--- PROBLEM TO SOLVE ---
Please reproduce the entries exactly as they appear below, but not the pictures.

--- EXERCISE DATA ---
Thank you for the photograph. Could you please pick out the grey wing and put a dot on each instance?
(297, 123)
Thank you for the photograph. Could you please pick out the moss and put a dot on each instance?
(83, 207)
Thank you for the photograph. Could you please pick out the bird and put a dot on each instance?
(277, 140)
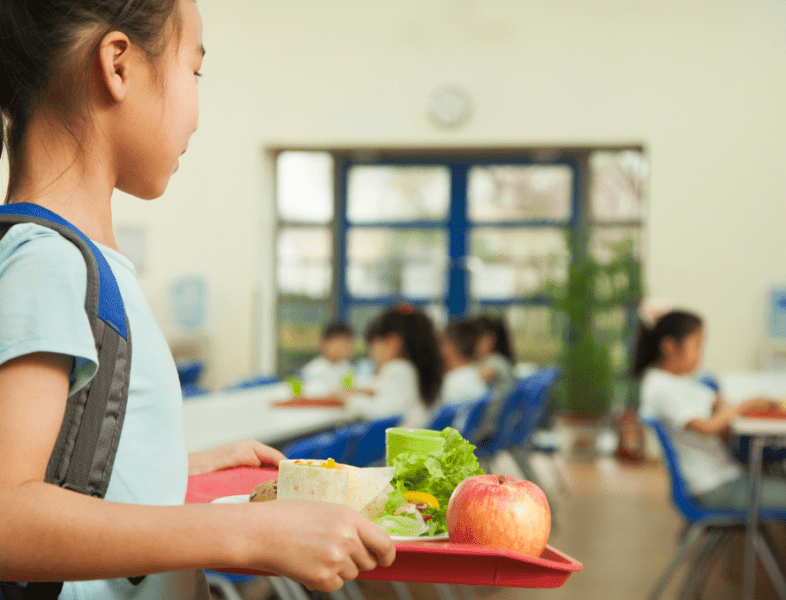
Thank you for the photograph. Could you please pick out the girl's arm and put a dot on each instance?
(242, 453)
(50, 534)
(723, 414)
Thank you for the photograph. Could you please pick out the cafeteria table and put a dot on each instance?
(226, 416)
(763, 432)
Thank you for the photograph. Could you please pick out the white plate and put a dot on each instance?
(240, 499)
(442, 537)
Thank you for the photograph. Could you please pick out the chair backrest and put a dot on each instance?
(370, 446)
(530, 412)
(321, 446)
(469, 416)
(684, 502)
(444, 417)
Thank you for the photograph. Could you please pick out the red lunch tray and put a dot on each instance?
(425, 562)
(309, 402)
(766, 414)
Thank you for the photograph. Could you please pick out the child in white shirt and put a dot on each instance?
(326, 373)
(462, 382)
(403, 344)
(697, 418)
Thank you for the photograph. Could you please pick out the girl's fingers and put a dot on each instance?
(378, 543)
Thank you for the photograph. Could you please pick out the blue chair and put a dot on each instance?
(190, 390)
(370, 446)
(444, 417)
(469, 417)
(714, 525)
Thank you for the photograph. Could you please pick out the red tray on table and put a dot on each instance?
(426, 562)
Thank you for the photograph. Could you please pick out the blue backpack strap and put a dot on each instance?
(84, 452)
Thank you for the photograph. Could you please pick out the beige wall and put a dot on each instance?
(699, 83)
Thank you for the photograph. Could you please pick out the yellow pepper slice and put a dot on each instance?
(421, 497)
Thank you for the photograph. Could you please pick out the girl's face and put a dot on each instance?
(384, 349)
(165, 113)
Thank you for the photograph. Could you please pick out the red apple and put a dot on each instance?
(499, 511)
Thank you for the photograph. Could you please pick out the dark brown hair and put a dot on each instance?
(676, 324)
(420, 342)
(46, 45)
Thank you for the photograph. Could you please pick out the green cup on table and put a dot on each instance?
(296, 385)
(419, 441)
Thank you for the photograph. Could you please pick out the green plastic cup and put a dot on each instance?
(420, 441)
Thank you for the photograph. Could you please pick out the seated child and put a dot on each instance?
(667, 353)
(462, 382)
(325, 374)
(494, 353)
(403, 344)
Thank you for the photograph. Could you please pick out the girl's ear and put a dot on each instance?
(114, 56)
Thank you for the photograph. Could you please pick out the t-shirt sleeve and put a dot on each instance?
(43, 280)
(678, 400)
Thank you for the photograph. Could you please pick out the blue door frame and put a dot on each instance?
(457, 226)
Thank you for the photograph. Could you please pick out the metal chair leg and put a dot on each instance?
(709, 544)
(691, 536)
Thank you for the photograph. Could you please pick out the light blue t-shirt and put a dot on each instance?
(43, 280)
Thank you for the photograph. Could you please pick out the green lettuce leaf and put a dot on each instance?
(436, 473)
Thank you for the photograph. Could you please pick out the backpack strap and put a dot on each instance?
(86, 445)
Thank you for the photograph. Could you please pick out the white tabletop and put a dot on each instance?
(226, 416)
(759, 427)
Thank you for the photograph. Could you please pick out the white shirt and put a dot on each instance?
(676, 400)
(462, 385)
(322, 377)
(396, 391)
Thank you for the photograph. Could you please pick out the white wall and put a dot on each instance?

--- OUTPUT BELOW ---
Thank you for the photograph. Could you please pick out the grey wing and put a dot on each instance?
(297, 123)
Thank you for the photograph. Could you please pick out the moss and put a dot on each instance?
(83, 207)
Thank you for the photograph. Could you please pick out the bird and put a dot on each instance?
(277, 140)
Thank you for the photograph. Could you please pick out the girl's arm and put a dot on each instance?
(242, 453)
(50, 534)
(723, 414)
Thank you for the photograph. Could you please pick out the cafeteria table and put a dot on each instance?
(226, 416)
(763, 432)
Thank you for the photograph. Could you please pick out the white plate and put a dot on each instance?
(240, 499)
(442, 537)
Thank you for the photograph. Could you please pick out the chair backrest and put a dot on each instance?
(370, 446)
(530, 412)
(321, 446)
(469, 416)
(684, 502)
(444, 417)
Thank you for the photograph. Could you please pick out the red lunch tray and put a dot on each instance?
(425, 562)
(309, 402)
(766, 414)
Thank you for the photograph. Could you please pick out the child in white shirt and put a dot on each instance?
(326, 373)
(462, 382)
(403, 344)
(697, 418)
Thank you for the photograph. Could you please pick out the girl's fingers and put a dot on each instance?
(378, 543)
Thank you for the photograph. Could you please pick out the blue chair and put a dot on each instance?
(190, 390)
(370, 446)
(444, 417)
(469, 417)
(714, 525)
Thank you for the photograph. Could you please pick out the red tray on table and put a dot on each instance?
(426, 562)
Thank you for the photograph. Could you please pick out the blue backpack strap and put a dot on each instance?
(84, 452)
Thank you for the photograph. Could you please pick out the beige wall and put a dot on each instance?
(699, 83)
Thank you for the photograph. Could you please pick out the yellow pepper slice and put a dot on each instance?
(421, 497)
Thank you for the photograph. Could you please pick out the girl's face and put a dot on each instance?
(384, 349)
(165, 113)
Thank you for the photograph. Could you please pick out the red apple and put a dot on each instance?
(499, 511)
Thank you for the photograph. Could you please pick out the dark brown hair and put a dot on each instance?
(676, 324)
(420, 342)
(46, 45)
Thank you for the photograph. Could you please pick out the green cup on table and put a dot on each instance?
(296, 385)
(419, 441)
Thank you for the photograph. Could you please pick out the green plastic cup and put a dot on each instance?
(420, 441)
Thank you for the photograph. Could you please pick out the seated child and put a dot on each instance?
(667, 353)
(462, 382)
(325, 374)
(494, 353)
(403, 344)
Thank you for the photograph. Could you please pick out the girl's ear and put a dot on each instance?
(114, 56)
Thank you for the photograph. Could you please pick out the t-shirt sleeve and put a dot on each instance?
(43, 280)
(678, 400)
Thank you for the photograph. Could you please pick out the blue door frame and put a dot on each instance?
(457, 226)
Thank you for the photograph. Could you please pick out the metal chair leg and put a dot on each instance?
(709, 544)
(691, 536)
Thank you for the photograph. Could you please pick out the light blue t-shirt and put a dot on each instance?
(43, 280)
Thank you for the photograph. Could you please pick out the green lettuce leaf and put a dot on each instance?
(436, 473)
Thank you for the photograph. Could you please pick out the backpack strap and put a dot on each instance?
(86, 445)
Thank you for the photograph. Could you please pick out the white tabletop and put a dot on each instance?
(226, 416)
(759, 427)
Thank you for the photograph. Could you please pick out the white shirt and put a dot on each instance?
(676, 400)
(462, 385)
(322, 377)
(396, 391)
Thank you for the photograph. Could you please pick out the white wall and put a dot on each instance?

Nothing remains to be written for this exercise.